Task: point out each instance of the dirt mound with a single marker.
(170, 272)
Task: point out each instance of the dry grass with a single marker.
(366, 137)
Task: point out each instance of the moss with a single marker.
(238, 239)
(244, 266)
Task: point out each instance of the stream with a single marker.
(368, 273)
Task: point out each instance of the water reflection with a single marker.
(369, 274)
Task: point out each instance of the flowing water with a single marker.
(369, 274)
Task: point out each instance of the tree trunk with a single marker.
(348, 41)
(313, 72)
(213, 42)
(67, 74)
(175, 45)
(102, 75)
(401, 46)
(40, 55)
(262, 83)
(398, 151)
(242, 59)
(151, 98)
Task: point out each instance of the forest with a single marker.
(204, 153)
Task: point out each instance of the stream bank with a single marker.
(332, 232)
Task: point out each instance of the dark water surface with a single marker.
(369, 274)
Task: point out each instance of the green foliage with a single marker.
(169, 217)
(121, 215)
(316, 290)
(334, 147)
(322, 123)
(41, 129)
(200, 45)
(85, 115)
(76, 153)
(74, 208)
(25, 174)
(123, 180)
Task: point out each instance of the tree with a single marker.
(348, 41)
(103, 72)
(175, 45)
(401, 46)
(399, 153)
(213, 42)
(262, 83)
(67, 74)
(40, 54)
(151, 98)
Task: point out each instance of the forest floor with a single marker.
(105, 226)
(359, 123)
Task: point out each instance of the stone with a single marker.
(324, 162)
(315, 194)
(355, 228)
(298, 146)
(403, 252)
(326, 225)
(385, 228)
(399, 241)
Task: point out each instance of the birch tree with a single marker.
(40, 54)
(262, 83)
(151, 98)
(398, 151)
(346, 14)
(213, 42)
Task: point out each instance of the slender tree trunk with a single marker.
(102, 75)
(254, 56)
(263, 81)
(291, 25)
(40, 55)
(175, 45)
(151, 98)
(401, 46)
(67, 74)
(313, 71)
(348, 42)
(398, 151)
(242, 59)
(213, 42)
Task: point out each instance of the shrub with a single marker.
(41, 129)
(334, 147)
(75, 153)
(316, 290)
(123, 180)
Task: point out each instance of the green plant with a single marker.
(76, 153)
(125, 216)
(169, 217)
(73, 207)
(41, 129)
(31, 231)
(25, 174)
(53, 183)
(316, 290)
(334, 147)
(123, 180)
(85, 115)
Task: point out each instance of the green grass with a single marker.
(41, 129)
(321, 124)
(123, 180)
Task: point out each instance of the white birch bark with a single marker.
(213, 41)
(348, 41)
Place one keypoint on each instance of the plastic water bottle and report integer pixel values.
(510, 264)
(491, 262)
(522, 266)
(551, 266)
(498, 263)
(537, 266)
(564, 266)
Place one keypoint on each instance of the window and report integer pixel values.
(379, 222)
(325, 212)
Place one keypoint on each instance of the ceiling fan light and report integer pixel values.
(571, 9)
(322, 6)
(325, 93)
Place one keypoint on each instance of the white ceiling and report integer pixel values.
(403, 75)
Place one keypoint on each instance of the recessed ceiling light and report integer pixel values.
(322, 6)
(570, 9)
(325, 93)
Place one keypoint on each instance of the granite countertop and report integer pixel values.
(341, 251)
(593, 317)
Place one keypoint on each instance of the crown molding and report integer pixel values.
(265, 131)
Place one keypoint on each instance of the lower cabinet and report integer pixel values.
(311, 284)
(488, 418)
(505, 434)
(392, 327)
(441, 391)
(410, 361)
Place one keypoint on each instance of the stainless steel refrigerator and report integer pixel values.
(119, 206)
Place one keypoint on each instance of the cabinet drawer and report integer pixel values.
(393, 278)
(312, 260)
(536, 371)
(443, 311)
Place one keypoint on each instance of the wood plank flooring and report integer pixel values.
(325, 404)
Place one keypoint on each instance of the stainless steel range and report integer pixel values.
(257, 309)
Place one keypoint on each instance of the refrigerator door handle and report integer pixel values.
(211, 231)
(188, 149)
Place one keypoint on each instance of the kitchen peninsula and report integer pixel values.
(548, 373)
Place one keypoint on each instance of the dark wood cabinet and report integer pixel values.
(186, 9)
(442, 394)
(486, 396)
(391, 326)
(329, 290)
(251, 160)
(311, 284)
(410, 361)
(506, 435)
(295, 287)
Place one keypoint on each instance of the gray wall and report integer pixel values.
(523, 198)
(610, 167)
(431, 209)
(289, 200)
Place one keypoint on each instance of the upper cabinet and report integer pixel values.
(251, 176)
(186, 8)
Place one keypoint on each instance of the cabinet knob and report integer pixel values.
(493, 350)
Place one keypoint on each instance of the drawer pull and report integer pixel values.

******

▶ _INSTRUCTIONS FOR THE TASK_
With the line containing "Place one keypoint on each instance of the upper" as the start and the last line of the material above as the end, copy that run of lines exactly, both ends included, and nothing more.

▶ _RESULT OF THE EXERCISE_
Place one keypoint on each instance of the upper cabinet and report integer pixel values.
(251, 176)
(186, 8)
Place one keypoint on each instance of the cabinet knob and report integer pixel values.
(493, 350)
Place one keypoint on each instance of the drawer pull and report integer pixel values.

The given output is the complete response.